▶ [Task statement]: List every line of the entries below that contains the word "roof", copying each such line in full.

▶ [Data supplied]:
[start]
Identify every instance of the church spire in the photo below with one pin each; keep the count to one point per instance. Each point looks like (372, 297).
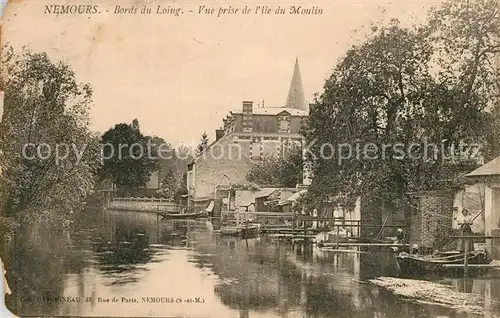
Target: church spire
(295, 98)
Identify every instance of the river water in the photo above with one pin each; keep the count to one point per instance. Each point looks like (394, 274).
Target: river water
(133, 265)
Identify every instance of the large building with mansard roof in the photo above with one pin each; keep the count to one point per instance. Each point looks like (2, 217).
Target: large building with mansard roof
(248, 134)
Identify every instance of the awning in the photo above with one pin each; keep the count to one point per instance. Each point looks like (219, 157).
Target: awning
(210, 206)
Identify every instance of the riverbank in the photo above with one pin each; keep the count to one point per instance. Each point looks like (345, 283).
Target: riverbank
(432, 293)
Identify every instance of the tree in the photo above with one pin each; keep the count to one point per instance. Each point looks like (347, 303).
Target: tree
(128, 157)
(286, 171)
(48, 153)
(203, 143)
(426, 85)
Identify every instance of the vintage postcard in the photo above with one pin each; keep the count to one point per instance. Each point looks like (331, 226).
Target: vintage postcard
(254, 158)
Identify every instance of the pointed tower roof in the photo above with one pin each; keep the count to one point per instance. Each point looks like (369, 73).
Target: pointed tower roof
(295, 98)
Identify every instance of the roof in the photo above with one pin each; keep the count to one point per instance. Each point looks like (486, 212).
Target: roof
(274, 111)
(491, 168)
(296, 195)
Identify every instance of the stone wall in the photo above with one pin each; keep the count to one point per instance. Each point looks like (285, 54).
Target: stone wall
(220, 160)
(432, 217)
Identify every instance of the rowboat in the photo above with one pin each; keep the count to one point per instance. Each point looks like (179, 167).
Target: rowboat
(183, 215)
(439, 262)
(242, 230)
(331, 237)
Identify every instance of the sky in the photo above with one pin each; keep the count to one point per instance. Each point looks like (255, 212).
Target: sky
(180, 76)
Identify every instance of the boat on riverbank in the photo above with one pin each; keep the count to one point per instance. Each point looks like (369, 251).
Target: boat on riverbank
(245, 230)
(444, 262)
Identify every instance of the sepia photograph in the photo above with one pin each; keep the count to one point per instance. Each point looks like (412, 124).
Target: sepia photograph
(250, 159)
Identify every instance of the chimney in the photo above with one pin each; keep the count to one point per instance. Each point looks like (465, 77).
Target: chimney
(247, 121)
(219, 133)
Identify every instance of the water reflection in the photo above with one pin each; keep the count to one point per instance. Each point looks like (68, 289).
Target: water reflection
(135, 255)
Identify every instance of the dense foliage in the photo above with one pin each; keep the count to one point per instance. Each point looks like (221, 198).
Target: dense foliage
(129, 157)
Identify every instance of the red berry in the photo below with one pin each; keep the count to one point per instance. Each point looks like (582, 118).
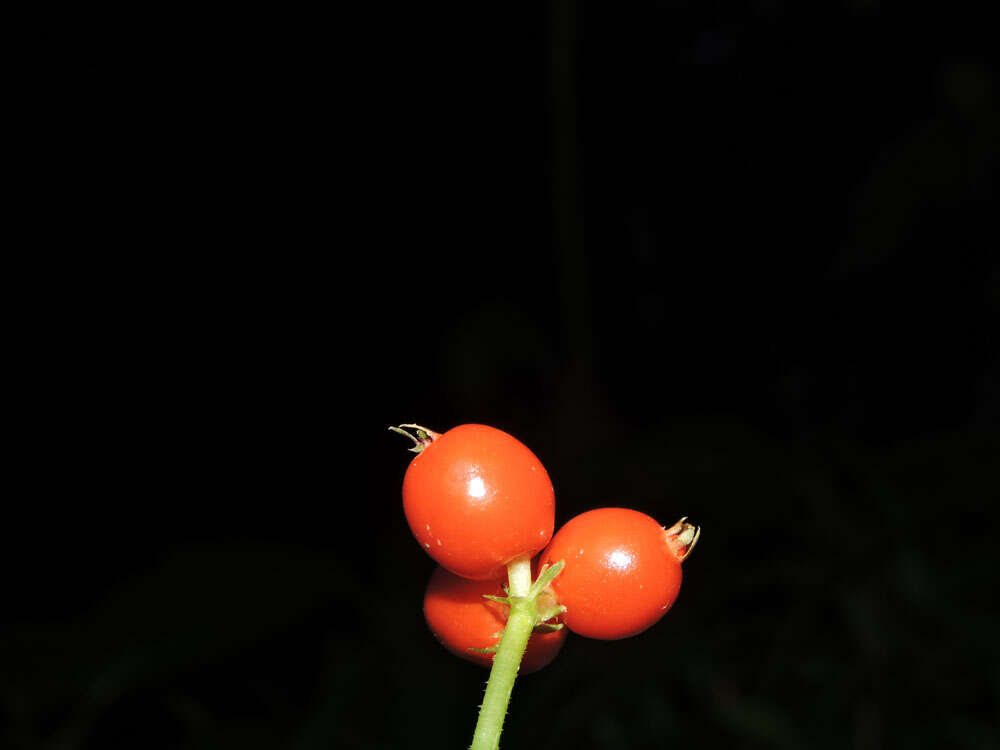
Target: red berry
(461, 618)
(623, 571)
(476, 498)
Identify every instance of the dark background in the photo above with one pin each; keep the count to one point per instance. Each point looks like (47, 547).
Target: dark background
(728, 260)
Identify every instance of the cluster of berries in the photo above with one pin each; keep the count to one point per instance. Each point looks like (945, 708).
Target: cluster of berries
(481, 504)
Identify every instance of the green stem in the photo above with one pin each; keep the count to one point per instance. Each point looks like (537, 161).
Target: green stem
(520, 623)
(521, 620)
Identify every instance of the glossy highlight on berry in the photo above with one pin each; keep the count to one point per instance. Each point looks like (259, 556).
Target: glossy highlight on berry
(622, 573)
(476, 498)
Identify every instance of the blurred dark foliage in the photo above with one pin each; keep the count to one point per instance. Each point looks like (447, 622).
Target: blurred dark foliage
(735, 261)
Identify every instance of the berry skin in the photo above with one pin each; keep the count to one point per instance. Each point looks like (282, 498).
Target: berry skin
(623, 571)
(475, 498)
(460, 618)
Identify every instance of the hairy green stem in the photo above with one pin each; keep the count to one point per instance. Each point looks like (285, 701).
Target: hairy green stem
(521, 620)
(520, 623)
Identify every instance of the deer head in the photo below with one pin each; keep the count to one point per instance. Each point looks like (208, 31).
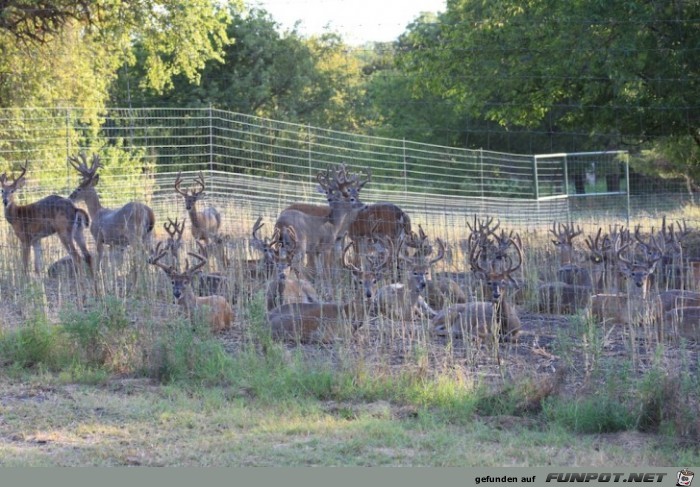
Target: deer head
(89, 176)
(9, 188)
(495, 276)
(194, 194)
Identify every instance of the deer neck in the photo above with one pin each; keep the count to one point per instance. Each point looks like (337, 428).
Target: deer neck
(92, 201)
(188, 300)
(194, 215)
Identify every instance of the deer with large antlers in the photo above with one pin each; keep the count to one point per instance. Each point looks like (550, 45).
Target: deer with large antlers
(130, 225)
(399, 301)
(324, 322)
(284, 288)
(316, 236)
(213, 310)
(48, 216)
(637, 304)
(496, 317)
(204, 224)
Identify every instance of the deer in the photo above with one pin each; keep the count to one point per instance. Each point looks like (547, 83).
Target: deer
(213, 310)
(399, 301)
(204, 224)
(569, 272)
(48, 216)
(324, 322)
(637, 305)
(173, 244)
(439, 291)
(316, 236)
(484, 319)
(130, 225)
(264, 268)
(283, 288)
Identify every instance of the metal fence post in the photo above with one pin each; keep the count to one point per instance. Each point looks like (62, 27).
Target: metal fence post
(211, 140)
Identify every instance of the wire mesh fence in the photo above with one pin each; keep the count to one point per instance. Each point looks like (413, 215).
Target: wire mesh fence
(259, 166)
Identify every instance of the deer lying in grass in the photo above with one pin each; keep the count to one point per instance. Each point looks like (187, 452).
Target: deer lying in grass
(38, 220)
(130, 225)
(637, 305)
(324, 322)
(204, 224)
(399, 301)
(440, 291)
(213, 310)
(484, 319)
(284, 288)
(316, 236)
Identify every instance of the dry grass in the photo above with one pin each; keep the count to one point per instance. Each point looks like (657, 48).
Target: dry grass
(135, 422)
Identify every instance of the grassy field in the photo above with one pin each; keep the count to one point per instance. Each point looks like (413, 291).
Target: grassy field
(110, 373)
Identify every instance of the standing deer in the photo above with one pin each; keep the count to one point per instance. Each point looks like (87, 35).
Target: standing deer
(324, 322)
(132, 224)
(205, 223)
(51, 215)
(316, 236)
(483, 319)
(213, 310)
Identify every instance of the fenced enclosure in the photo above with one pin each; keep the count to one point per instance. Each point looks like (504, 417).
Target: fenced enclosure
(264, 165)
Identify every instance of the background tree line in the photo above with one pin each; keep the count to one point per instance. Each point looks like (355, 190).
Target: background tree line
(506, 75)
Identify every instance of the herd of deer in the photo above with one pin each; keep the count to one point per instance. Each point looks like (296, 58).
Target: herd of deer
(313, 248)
[end]
[start]
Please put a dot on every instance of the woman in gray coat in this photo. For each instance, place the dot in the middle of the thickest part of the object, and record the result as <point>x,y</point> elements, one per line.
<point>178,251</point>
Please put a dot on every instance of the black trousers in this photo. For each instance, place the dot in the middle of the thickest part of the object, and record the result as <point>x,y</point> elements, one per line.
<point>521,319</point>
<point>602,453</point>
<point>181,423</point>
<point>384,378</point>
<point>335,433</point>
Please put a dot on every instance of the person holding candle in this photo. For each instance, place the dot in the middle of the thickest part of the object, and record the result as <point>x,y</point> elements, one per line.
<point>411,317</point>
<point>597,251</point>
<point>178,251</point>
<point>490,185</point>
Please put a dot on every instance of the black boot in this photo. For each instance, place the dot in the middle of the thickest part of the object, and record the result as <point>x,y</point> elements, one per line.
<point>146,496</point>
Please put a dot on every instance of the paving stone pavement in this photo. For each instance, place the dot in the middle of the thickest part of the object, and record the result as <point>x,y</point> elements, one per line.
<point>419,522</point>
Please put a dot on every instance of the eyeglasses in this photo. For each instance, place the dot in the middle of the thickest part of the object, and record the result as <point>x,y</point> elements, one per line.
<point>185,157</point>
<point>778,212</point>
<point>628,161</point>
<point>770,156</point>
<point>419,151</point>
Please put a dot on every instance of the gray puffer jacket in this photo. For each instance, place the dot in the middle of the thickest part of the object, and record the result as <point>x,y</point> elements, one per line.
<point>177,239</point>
[end]
[start]
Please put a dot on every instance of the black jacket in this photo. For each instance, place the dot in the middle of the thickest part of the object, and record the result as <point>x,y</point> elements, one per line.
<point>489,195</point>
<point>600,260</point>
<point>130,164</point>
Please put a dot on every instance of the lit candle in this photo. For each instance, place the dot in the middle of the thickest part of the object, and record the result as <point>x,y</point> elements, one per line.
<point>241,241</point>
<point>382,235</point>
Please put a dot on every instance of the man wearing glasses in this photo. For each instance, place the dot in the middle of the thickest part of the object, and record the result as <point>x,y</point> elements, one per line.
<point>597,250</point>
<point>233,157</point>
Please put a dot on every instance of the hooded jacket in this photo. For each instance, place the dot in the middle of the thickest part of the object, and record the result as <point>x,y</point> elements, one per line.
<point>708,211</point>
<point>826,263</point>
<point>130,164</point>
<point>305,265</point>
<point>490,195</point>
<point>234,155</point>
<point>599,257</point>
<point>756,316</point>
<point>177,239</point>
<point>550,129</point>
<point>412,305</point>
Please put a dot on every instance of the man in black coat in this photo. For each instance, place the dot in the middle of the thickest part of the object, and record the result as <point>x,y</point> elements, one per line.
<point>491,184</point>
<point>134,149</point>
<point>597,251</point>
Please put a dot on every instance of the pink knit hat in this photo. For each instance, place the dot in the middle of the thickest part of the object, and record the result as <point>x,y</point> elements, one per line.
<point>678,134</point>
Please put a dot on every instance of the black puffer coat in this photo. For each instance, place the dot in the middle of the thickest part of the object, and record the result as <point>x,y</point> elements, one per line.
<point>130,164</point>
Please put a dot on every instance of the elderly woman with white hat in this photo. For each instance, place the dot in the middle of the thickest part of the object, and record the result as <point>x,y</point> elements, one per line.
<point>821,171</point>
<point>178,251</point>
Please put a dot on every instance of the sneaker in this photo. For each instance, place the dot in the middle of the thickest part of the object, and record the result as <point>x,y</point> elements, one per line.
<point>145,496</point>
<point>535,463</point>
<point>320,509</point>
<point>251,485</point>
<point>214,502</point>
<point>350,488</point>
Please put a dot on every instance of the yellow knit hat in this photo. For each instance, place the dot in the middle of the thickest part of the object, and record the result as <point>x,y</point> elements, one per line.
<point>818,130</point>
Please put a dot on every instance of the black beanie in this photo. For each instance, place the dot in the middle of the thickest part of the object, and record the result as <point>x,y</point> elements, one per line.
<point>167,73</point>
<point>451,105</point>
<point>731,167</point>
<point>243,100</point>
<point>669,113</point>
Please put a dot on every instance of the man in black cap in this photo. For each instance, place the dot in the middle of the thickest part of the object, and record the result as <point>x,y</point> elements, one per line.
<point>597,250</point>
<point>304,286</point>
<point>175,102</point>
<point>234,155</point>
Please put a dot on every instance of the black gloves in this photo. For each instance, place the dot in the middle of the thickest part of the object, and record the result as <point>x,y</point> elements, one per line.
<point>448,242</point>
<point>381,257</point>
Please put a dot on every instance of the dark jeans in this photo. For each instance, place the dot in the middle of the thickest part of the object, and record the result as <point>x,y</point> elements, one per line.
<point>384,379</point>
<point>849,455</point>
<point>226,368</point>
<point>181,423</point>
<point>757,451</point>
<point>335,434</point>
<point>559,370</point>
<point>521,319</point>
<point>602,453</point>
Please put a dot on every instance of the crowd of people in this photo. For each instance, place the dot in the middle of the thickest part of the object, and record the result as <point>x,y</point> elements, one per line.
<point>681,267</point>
[end]
▶ [Answer to the problem]:
Identify every instance of the large building with mansard roof in the photo above with one pin each; keep the count to one point per instance. Each point looks like (2, 217).
Target: large building with mansard roof
Identify every instance of the pointed tower roof in the photo above with one pin each; keep the count to one point per instance. Each point looks like (369, 73).
Target: pointed tower roof
Identify every instance of the roof in the photo above with one pin each; keep the count to one point per instance. Each point looks like (486, 212).
Target: roof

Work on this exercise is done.